> EXERCISE REQUIREMENTS: Can you rewrite the data below as a Markdown table with the columns Row and Data line, taking only the lines from the very start down to the one containing "[[51, 215], [67, 219], [279, 37], [102, 227]]", both included, and skipping any blank lines?
##### EXTRACTED DATA
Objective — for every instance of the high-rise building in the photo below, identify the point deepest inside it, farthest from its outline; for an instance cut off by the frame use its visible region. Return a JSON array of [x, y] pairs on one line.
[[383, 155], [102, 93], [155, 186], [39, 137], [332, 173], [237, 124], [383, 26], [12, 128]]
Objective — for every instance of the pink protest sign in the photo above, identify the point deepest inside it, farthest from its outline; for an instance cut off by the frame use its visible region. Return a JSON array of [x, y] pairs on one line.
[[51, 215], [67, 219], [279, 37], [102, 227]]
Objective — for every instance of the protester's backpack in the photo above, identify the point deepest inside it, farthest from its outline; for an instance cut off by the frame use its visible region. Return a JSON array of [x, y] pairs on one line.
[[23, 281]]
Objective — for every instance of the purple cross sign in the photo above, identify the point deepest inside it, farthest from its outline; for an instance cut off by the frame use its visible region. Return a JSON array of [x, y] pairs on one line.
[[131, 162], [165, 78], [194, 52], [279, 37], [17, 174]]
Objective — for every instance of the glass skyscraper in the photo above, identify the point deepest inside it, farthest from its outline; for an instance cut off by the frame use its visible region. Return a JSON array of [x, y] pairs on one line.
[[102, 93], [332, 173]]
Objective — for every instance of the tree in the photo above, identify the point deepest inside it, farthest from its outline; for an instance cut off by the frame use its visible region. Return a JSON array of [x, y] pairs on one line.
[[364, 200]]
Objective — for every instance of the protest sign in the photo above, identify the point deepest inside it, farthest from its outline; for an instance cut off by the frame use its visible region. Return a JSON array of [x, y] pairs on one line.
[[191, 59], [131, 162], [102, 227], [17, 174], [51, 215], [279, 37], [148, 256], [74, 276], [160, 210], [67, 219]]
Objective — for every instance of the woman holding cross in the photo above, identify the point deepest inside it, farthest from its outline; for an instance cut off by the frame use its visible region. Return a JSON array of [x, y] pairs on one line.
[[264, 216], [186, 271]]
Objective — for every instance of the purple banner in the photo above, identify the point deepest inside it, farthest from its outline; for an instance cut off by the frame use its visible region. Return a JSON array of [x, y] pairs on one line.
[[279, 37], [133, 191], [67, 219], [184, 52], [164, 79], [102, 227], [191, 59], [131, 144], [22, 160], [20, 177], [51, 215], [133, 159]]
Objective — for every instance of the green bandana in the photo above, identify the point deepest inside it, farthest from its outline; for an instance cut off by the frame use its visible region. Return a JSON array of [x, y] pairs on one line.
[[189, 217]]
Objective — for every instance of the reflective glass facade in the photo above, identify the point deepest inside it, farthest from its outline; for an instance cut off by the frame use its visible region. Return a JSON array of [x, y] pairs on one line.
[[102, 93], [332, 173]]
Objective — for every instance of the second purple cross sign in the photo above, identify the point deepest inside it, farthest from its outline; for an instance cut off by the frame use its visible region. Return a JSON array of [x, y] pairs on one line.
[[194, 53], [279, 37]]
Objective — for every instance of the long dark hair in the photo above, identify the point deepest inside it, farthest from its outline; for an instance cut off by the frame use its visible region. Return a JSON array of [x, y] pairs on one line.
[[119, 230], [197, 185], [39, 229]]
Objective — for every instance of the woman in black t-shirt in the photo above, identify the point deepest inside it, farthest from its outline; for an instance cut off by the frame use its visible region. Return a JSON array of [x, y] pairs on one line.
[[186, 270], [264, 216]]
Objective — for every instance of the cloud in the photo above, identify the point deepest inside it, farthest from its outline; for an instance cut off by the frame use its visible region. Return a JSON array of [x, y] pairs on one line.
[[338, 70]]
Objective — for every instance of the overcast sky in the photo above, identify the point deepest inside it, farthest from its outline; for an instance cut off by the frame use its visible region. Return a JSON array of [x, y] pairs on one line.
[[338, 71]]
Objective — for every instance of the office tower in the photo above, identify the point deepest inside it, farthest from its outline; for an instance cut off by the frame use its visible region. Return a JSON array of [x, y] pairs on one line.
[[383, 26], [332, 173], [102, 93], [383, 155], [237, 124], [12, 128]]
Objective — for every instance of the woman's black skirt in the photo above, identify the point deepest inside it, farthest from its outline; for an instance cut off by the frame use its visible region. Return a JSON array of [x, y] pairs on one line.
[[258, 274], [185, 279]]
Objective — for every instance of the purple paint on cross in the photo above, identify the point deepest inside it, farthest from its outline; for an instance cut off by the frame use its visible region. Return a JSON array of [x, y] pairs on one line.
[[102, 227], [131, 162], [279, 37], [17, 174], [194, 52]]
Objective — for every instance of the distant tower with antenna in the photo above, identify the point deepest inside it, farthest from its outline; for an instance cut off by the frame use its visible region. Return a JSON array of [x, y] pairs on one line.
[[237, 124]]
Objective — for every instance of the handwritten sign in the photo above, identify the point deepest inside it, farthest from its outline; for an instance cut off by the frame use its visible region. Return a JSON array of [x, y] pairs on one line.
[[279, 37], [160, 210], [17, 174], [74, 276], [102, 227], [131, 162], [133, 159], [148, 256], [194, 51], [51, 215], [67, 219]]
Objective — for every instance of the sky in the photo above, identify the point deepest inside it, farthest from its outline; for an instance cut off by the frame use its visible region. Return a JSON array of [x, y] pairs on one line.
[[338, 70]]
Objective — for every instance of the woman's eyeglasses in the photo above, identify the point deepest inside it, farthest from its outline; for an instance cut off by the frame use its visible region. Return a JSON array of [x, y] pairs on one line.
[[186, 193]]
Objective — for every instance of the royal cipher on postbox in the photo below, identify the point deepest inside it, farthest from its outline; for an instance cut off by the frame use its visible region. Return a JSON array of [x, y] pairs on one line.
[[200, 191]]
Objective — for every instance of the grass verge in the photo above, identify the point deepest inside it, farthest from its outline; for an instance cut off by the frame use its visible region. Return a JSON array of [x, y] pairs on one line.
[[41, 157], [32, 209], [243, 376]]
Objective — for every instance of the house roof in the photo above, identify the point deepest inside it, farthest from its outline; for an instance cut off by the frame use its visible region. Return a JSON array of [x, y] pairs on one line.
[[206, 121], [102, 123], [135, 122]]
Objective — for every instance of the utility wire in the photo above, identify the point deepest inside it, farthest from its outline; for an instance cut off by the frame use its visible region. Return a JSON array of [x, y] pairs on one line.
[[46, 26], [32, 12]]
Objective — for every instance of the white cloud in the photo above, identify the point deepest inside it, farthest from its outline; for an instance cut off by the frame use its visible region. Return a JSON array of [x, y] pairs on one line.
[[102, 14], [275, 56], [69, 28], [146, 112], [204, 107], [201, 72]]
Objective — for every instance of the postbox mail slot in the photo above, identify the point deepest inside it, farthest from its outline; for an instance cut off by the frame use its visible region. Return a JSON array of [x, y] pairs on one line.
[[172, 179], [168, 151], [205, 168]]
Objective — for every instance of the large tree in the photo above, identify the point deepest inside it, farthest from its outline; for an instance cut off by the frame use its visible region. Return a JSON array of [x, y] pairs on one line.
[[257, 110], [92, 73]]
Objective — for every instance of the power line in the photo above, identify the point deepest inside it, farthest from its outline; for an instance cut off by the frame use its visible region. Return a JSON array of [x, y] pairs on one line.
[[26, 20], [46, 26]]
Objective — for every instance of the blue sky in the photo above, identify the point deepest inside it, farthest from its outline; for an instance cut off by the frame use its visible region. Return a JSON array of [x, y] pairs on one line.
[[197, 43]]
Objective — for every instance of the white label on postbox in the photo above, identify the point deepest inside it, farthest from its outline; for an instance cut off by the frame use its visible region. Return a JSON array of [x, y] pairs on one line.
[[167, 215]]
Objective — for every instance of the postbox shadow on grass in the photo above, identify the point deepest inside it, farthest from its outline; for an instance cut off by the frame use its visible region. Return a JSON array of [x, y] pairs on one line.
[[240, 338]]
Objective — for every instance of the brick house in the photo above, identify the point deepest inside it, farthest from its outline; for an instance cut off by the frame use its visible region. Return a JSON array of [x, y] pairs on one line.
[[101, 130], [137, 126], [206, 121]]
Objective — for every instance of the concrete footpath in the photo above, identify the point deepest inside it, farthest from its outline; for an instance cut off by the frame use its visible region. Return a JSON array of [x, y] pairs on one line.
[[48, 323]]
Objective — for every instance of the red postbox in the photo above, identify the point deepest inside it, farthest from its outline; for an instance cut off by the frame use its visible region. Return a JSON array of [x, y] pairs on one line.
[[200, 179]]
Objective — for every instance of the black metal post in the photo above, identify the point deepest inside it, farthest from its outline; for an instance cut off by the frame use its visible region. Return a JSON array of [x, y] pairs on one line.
##########
> TASK SOLUTION:
| Row | Data line |
|---|---|
| 1 | Objective — for every instance of the high-rise building in the photo below, identify the point deepest inside it, farthest from its outline; for an instance cut off by the frame use its visible region. Return a JSON array of [x, y] pairs on one line. |
| 2 | [[383, 155], [102, 93], [155, 186], [39, 137], [332, 173], [237, 124], [383, 26], [12, 128]] |
| 3 | Objective — for every instance of the pink protest sign in the photo above, identify the point deepest inside it, farthest from its outline; for an instance cut off by the frame use its visible region. Return a JSON array of [x, y] pairs on one line. |
| 4 | [[51, 215], [67, 219], [279, 37], [102, 227]] |